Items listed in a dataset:
—————
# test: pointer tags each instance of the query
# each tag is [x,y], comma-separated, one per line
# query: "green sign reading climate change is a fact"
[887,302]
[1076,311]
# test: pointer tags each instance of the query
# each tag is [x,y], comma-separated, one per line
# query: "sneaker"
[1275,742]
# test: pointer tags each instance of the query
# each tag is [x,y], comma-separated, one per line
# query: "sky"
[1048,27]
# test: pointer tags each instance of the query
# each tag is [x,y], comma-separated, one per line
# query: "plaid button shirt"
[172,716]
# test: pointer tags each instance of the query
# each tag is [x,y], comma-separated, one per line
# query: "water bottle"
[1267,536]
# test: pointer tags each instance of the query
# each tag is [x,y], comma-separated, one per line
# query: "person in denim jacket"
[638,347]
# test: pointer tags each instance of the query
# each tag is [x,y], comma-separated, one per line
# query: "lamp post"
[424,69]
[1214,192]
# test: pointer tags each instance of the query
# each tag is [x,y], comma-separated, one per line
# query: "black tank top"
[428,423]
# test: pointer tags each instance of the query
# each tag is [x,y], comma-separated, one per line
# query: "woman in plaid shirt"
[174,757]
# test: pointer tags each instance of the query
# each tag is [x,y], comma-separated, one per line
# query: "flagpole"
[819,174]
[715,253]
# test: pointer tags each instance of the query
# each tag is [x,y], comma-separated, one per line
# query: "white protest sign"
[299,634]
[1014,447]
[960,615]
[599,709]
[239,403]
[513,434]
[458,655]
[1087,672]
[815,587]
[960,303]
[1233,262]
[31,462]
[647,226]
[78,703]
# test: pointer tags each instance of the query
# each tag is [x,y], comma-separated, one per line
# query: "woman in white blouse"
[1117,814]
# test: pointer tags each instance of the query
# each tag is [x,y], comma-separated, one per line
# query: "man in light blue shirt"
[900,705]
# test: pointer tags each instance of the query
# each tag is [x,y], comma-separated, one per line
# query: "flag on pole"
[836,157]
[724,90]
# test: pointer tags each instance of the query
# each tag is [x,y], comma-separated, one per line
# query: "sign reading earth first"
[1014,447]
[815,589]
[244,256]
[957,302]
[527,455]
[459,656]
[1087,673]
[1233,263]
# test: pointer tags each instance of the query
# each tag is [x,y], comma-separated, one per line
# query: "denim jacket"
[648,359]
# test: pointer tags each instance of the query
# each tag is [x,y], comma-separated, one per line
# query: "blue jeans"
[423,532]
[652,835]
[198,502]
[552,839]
—————
#### [Set problem]
Take the listing above and write it out again exactly.

#### [Exercise result]
# test: pointer tags each instance of the query
# each tag is [x,y], comma-separated, one per line
# query: "green sign reading climate change is a fact"
[887,302]
[1076,311]
# test: pointer tags each instance of the query
# each tag is [x,y], comma-separated, one per line
# query: "sneaker"
[1275,742]
# test: pointer tags each instance of the query
# each tag is [x,y], comma-separated, one per line
# query: "sky"
[1048,27]
# test: pointer tags each instance of the query
# each tag is [x,y], comma-separated, one per line
# query: "plaid button shirt"
[172,716]
# test: pointer tags each instance of the query
# each tag is [x,y], comma-separated, one per line
# query: "water bottle"
[1267,536]
# test: pointer tags each instance of the query
# each tag is [x,y], comma-separated, one per line
# query: "person in denim jacket"
[638,347]
# test: pointer tags each instance of the query
# each tag is [x,y], comma-separated, one per line
# query: "lamp post"
[424,69]
[1214,192]
# test: pointer tags each instance of the query
# each tag is [x,y], comma-separated, one per line
# query: "black tank top"
[428,423]
# test: pointer tags each instance of the query
# each tag is [x,y], comma-separated, one per line
# query: "woman in plaid shirt"
[174,757]
# test: pointer tags each instance of the query
# each tag is [x,y], comma-separated, one per line
# query: "flagpole"
[819,174]
[715,253]
# test: pointer tags each instance of the query
# each tag is [x,y], comma-separated, one per line
# query: "white protest sign"
[299,634]
[1014,447]
[960,615]
[599,709]
[239,403]
[513,434]
[458,655]
[1087,672]
[815,587]
[960,303]
[1233,262]
[31,462]
[647,226]
[78,703]
# test: pointer tags each instance of the query
# each tag is [x,y], comma-separated, one per line
# query: "woman in white blouse"
[1117,814]
# test: pointer tags each instance of the query
# each tag is [x,y], comma-separated, one per line
# query: "man in light blue shirt"
[900,705]
# test: pointer tags each instance of the query
# each tag is [x,y], comma-separated, one per line
# query: "flag on pole"
[836,157]
[724,90]
# test: pointer tags each instance of the query
# each tag is [x,y], comma-separated, one per line
# query: "sign reading earth first"
[1014,447]
[815,589]
[244,256]
[957,302]
[527,455]
[459,656]
[1087,673]
[1233,263]
# test: pointer tags each instance of the query
# each tag is [x,y], comma-separated, one per line
# query: "denim jacket"
[648,359]
# test: pointer tags each instance of the query
# each tag is [x,y], comma-separated, one per line
# query: "blue jeans"
[423,532]
[652,835]
[198,502]
[552,839]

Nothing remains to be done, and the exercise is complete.